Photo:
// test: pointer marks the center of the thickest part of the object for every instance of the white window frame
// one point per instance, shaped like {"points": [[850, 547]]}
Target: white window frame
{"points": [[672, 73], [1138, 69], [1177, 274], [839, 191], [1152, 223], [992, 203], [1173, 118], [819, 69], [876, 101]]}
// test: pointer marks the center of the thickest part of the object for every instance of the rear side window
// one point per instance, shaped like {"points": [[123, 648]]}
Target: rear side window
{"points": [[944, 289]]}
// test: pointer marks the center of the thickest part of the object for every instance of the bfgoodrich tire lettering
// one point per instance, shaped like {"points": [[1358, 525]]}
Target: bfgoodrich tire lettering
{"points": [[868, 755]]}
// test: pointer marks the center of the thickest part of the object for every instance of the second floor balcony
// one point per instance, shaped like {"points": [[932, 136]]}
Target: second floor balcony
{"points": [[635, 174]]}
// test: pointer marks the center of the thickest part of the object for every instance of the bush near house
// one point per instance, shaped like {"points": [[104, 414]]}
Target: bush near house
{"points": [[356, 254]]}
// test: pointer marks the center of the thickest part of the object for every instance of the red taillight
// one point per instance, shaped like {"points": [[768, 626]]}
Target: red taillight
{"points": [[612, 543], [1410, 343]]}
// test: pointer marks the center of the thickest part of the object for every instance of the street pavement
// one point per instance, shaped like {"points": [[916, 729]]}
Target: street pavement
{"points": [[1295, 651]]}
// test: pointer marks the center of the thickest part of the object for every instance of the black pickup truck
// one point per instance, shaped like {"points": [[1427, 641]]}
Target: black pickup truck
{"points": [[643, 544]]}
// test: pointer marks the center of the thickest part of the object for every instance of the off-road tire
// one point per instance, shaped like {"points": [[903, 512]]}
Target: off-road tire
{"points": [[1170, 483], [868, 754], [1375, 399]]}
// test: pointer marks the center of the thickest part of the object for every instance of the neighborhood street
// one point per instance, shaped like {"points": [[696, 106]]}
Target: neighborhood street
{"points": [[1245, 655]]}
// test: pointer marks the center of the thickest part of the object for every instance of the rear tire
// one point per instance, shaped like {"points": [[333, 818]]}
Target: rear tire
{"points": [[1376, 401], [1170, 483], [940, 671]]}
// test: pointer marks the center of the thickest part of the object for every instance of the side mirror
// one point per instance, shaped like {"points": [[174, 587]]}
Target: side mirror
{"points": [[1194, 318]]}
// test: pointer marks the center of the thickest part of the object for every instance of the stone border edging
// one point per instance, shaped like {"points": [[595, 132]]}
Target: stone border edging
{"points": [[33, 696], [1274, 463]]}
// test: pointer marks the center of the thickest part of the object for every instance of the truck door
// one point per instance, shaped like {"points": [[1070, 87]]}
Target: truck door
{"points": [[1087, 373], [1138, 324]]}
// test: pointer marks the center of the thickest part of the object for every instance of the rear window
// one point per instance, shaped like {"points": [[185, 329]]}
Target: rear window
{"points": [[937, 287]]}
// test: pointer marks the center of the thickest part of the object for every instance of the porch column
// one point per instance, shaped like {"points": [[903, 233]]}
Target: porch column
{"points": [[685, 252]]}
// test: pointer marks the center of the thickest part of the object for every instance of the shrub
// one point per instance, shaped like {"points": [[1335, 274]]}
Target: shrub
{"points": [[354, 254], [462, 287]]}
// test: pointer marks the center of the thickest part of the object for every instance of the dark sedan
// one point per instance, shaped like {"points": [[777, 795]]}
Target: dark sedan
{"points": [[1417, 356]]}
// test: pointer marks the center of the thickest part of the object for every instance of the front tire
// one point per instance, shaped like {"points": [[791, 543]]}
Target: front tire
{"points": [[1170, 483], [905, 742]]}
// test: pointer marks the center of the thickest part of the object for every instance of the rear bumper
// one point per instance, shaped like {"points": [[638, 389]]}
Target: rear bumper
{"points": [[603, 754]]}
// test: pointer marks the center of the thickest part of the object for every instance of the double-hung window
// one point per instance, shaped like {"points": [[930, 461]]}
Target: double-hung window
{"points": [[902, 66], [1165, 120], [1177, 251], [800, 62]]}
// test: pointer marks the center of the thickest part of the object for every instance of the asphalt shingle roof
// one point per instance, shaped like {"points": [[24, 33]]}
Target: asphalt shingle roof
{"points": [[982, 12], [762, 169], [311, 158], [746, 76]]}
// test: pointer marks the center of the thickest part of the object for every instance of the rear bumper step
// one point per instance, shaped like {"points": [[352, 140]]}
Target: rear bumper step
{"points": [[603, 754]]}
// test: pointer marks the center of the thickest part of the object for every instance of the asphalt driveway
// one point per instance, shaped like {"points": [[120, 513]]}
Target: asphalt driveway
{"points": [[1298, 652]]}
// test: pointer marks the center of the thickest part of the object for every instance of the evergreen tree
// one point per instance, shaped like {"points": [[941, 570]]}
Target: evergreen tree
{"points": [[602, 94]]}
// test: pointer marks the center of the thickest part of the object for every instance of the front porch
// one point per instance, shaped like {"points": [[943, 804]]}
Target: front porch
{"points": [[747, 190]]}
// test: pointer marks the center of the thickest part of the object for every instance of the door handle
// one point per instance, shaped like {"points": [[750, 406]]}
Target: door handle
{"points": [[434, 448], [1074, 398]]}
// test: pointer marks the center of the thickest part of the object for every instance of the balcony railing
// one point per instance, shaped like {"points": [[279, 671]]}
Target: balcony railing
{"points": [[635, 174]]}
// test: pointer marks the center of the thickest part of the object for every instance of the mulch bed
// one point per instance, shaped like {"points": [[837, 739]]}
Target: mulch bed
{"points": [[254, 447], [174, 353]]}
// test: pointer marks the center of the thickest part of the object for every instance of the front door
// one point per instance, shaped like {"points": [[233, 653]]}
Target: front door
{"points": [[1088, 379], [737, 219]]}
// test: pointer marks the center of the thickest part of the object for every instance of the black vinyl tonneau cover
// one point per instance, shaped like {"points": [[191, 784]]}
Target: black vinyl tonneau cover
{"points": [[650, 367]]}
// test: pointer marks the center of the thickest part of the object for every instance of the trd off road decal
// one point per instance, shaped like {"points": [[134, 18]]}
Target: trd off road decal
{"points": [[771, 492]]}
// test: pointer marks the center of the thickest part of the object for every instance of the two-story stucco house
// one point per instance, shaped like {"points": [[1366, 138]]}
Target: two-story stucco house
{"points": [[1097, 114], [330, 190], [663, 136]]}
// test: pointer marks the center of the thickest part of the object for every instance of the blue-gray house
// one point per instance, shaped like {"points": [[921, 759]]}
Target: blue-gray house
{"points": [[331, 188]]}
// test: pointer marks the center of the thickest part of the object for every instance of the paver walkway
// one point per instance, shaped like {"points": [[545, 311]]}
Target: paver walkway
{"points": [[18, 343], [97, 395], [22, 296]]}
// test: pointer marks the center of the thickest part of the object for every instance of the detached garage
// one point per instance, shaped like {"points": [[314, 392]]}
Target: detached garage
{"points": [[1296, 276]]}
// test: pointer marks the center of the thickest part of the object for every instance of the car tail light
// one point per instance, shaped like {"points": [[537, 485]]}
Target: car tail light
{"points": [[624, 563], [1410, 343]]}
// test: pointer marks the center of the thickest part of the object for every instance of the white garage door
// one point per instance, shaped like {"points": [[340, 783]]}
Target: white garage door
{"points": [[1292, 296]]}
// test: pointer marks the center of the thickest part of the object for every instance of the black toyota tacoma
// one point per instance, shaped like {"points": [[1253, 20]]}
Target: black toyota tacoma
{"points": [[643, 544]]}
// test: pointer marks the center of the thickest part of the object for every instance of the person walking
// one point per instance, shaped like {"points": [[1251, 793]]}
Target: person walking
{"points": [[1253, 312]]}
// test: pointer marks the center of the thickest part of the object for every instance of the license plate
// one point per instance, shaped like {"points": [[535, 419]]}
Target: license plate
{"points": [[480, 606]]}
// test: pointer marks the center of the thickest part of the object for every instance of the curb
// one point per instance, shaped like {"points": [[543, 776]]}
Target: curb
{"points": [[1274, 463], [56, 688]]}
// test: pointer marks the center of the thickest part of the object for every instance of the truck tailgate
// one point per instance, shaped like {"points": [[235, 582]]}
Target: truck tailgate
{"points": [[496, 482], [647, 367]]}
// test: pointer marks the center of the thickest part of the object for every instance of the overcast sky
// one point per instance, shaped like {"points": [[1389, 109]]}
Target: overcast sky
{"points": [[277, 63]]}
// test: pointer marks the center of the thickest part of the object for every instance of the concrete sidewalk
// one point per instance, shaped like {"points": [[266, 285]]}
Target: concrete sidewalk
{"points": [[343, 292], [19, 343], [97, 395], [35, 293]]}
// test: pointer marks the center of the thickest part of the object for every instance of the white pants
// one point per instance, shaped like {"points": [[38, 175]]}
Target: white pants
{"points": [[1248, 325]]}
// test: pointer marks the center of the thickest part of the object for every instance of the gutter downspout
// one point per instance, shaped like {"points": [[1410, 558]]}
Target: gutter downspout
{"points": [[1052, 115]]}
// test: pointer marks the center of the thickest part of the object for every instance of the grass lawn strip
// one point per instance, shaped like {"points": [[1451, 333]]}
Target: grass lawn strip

□ □ □

### [TO BE DONE]
Your task is to write out the lines from the one with "the concrete sidewalk" through the end of the records, exactly and with nothing added.

### [SOLUTION BELOW]
// test: pointer marks the center of the thickest part of the object for every instance of the concrete sidewalk
// one point per instance, shaped like {"points": [[266, 285]]}
Target: concrete sidewalk
{"points": [[343, 292], [19, 343], [97, 395], [35, 293]]}
// test: pointer marks the center of the thickest part of the object for every instance of the white pants
// one point per instance, shaped like {"points": [[38, 175]]}
Target: white pants
{"points": [[1248, 325]]}
// test: pointer marks the center of the thickest part of the object for every instance of the gutter downspout
// one point per instance, shaped like {"points": [[1410, 558]]}
Target: gutter downspout
{"points": [[1052, 115]]}
// test: pointer marks the center of the thickest part of the object for every instance of the grass lawn strip
// one point per instance, shaped like {"points": [[1451, 333]]}
Target: grass lawn strip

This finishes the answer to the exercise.